Entries from a dataset:
--- --- ---

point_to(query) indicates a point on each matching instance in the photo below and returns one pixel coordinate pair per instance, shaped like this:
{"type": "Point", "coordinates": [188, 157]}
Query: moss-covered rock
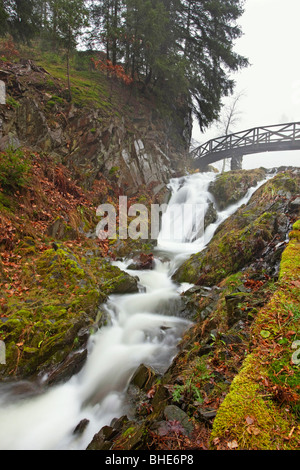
{"type": "Point", "coordinates": [229, 187]}
{"type": "Point", "coordinates": [64, 291]}
{"type": "Point", "coordinates": [244, 237]}
{"type": "Point", "coordinates": [262, 408]}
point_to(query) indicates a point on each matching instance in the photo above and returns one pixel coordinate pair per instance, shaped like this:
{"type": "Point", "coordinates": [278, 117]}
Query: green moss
{"type": "Point", "coordinates": [263, 403]}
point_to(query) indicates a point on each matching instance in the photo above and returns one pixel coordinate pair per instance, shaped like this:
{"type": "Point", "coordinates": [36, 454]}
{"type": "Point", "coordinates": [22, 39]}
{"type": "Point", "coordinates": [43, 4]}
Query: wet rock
{"type": "Point", "coordinates": [210, 216]}
{"type": "Point", "coordinates": [102, 440]}
{"type": "Point", "coordinates": [174, 413]}
{"type": "Point", "coordinates": [70, 366]}
{"type": "Point", "coordinates": [81, 427]}
{"type": "Point", "coordinates": [143, 378]}
{"type": "Point", "coordinates": [234, 312]}
{"type": "Point", "coordinates": [141, 262]}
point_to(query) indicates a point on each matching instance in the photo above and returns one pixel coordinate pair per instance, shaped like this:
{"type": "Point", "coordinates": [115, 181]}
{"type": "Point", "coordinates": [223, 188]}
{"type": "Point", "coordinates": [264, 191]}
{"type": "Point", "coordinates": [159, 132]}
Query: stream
{"type": "Point", "coordinates": [142, 329]}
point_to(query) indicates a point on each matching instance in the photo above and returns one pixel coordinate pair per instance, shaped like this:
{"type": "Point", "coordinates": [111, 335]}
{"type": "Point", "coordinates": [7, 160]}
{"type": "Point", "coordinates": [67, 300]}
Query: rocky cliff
{"type": "Point", "coordinates": [122, 136]}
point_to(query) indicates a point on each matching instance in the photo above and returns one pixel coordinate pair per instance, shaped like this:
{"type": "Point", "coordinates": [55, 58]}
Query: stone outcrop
{"type": "Point", "coordinates": [88, 140]}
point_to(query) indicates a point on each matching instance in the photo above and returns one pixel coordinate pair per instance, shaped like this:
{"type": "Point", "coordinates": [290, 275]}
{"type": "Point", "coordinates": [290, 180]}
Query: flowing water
{"type": "Point", "coordinates": [141, 330]}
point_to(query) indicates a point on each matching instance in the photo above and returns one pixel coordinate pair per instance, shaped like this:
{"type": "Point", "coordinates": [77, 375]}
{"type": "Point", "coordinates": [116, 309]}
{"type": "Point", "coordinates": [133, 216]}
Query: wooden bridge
{"type": "Point", "coordinates": [273, 138]}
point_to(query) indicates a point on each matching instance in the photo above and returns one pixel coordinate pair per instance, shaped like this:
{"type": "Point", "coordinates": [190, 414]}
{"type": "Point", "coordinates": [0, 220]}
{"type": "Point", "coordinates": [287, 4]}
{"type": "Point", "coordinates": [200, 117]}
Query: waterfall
{"type": "Point", "coordinates": [140, 331]}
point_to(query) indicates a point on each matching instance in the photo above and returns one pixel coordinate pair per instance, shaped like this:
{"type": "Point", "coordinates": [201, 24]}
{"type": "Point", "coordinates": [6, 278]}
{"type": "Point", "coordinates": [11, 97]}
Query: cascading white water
{"type": "Point", "coordinates": [140, 331]}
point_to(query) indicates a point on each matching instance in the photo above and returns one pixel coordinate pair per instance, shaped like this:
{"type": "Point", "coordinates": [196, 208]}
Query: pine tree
{"type": "Point", "coordinates": [23, 21]}
{"type": "Point", "coordinates": [71, 17]}
{"type": "Point", "coordinates": [3, 19]}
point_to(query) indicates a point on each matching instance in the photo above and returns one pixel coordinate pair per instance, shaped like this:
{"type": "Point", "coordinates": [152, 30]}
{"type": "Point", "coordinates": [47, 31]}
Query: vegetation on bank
{"type": "Point", "coordinates": [181, 52]}
{"type": "Point", "coordinates": [262, 409]}
{"type": "Point", "coordinates": [53, 278]}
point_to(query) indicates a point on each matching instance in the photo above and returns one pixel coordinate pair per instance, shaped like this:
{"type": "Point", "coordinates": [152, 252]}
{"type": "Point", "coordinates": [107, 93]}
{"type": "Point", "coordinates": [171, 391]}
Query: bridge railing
{"type": "Point", "coordinates": [258, 135]}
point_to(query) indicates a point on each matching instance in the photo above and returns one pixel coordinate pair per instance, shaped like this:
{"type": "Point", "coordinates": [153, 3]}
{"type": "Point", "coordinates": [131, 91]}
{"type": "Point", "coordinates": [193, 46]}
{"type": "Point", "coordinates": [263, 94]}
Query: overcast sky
{"type": "Point", "coordinates": [271, 84]}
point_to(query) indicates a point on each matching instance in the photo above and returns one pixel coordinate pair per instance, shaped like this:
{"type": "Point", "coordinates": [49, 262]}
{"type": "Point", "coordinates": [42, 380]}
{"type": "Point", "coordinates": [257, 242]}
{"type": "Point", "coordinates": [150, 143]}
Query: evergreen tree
{"type": "Point", "coordinates": [208, 30]}
{"type": "Point", "coordinates": [23, 21]}
{"type": "Point", "coordinates": [71, 17]}
{"type": "Point", "coordinates": [3, 19]}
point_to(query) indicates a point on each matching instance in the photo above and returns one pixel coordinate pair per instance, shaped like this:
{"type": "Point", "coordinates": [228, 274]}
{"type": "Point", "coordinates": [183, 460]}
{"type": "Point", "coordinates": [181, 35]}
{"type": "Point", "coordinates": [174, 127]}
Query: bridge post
{"type": "Point", "coordinates": [236, 163]}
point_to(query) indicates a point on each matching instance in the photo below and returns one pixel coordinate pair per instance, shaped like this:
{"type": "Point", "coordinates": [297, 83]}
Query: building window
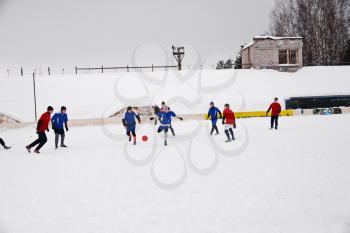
{"type": "Point", "coordinates": [283, 57]}
{"type": "Point", "coordinates": [292, 57]}
{"type": "Point", "coordinates": [288, 56]}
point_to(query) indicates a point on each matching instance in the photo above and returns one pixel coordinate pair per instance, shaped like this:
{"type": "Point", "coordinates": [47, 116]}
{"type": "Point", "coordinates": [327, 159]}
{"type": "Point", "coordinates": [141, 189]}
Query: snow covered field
{"type": "Point", "coordinates": [296, 179]}
{"type": "Point", "coordinates": [97, 95]}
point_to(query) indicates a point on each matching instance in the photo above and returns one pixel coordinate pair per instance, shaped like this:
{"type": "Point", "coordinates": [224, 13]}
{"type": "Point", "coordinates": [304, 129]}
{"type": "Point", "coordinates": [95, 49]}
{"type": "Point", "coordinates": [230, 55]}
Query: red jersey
{"type": "Point", "coordinates": [275, 109]}
{"type": "Point", "coordinates": [43, 123]}
{"type": "Point", "coordinates": [229, 116]}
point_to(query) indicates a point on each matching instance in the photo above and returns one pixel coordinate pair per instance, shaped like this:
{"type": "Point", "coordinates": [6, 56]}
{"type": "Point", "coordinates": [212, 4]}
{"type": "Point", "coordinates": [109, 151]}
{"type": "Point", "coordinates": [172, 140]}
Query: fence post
{"type": "Point", "coordinates": [36, 118]}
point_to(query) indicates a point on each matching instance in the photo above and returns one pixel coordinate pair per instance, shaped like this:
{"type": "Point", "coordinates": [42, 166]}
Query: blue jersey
{"type": "Point", "coordinates": [213, 113]}
{"type": "Point", "coordinates": [129, 118]}
{"type": "Point", "coordinates": [59, 120]}
{"type": "Point", "coordinates": [165, 117]}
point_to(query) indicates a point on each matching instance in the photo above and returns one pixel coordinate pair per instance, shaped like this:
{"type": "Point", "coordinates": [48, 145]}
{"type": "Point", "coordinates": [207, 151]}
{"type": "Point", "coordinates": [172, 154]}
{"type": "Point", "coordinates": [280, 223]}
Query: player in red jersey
{"type": "Point", "coordinates": [229, 121]}
{"type": "Point", "coordinates": [275, 109]}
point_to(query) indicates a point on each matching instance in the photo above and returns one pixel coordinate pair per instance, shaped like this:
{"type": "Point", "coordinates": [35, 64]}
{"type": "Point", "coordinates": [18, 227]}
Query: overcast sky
{"type": "Point", "coordinates": [65, 33]}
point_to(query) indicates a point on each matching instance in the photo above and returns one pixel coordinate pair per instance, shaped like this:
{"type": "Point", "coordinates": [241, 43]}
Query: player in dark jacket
{"type": "Point", "coordinates": [59, 122]}
{"type": "Point", "coordinates": [156, 110]}
{"type": "Point", "coordinates": [275, 109]}
{"type": "Point", "coordinates": [129, 123]}
{"type": "Point", "coordinates": [165, 117]}
{"type": "Point", "coordinates": [2, 143]}
{"type": "Point", "coordinates": [42, 126]}
{"type": "Point", "coordinates": [162, 109]}
{"type": "Point", "coordinates": [213, 115]}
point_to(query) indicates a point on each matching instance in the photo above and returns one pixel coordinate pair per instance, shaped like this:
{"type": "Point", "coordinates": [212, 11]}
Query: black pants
{"type": "Point", "coordinates": [214, 127]}
{"type": "Point", "coordinates": [42, 139]}
{"type": "Point", "coordinates": [2, 142]}
{"type": "Point", "coordinates": [274, 121]}
{"type": "Point", "coordinates": [58, 133]}
{"type": "Point", "coordinates": [172, 130]}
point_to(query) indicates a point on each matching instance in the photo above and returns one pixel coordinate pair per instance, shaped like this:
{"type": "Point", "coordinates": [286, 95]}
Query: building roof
{"type": "Point", "coordinates": [278, 38]}
{"type": "Point", "coordinates": [247, 45]}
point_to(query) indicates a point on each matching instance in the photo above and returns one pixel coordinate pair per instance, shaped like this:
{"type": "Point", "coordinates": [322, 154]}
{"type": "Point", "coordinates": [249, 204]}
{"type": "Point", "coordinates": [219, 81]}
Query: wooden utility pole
{"type": "Point", "coordinates": [178, 53]}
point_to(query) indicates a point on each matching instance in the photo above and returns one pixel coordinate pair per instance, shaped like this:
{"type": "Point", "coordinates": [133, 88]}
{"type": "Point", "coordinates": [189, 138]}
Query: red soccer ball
{"type": "Point", "coordinates": [144, 138]}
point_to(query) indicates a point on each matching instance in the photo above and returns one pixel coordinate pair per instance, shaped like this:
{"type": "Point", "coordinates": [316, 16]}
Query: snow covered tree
{"type": "Point", "coordinates": [228, 64]}
{"type": "Point", "coordinates": [238, 61]}
{"type": "Point", "coordinates": [220, 65]}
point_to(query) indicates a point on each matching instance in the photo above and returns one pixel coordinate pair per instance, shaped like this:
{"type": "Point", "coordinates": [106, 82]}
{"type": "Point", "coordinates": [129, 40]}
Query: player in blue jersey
{"type": "Point", "coordinates": [213, 116]}
{"type": "Point", "coordinates": [129, 122]}
{"type": "Point", "coordinates": [165, 121]}
{"type": "Point", "coordinates": [59, 122]}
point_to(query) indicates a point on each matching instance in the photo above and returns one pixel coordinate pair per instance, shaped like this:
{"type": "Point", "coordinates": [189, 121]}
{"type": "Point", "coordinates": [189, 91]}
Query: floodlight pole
{"type": "Point", "coordinates": [36, 115]}
{"type": "Point", "coordinates": [178, 53]}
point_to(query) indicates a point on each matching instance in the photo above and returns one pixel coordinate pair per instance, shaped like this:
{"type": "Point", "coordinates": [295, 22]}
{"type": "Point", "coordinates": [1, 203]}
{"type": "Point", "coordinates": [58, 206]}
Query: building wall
{"type": "Point", "coordinates": [265, 52]}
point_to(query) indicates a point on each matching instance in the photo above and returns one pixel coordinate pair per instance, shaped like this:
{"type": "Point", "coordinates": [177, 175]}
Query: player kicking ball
{"type": "Point", "coordinates": [129, 123]}
{"type": "Point", "coordinates": [165, 117]}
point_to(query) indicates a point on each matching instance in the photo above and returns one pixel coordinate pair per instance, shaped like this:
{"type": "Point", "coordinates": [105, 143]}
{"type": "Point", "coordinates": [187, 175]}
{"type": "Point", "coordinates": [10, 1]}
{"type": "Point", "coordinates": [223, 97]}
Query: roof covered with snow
{"type": "Point", "coordinates": [277, 38]}
{"type": "Point", "coordinates": [267, 37]}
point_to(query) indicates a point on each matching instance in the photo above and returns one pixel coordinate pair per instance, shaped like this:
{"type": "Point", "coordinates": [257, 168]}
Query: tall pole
{"type": "Point", "coordinates": [36, 117]}
{"type": "Point", "coordinates": [178, 53]}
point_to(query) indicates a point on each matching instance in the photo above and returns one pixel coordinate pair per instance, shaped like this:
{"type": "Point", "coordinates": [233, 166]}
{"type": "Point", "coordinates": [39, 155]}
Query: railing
{"type": "Point", "coordinates": [127, 68]}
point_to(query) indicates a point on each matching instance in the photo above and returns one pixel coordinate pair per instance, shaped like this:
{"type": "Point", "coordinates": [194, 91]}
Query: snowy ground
{"type": "Point", "coordinates": [97, 95]}
{"type": "Point", "coordinates": [292, 180]}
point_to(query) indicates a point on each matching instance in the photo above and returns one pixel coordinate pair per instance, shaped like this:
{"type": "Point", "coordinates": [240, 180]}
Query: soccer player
{"type": "Point", "coordinates": [59, 122]}
{"type": "Point", "coordinates": [165, 122]}
{"type": "Point", "coordinates": [162, 109]}
{"type": "Point", "coordinates": [229, 121]}
{"type": "Point", "coordinates": [129, 123]}
{"type": "Point", "coordinates": [213, 115]}
{"type": "Point", "coordinates": [42, 126]}
{"type": "Point", "coordinates": [2, 143]}
{"type": "Point", "coordinates": [275, 109]}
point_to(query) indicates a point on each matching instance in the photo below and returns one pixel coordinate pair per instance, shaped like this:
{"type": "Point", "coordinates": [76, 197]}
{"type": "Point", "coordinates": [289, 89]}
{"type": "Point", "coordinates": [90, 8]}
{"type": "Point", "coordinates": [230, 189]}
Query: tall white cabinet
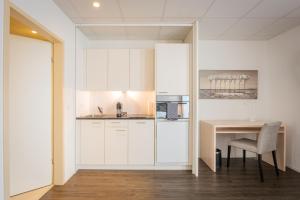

--- --- ---

OBJECTIVE: How many lines in the data above contain the string "jersey"? Case counts, and the reply should be the number alone.

RESULT OF THIS TASK: 4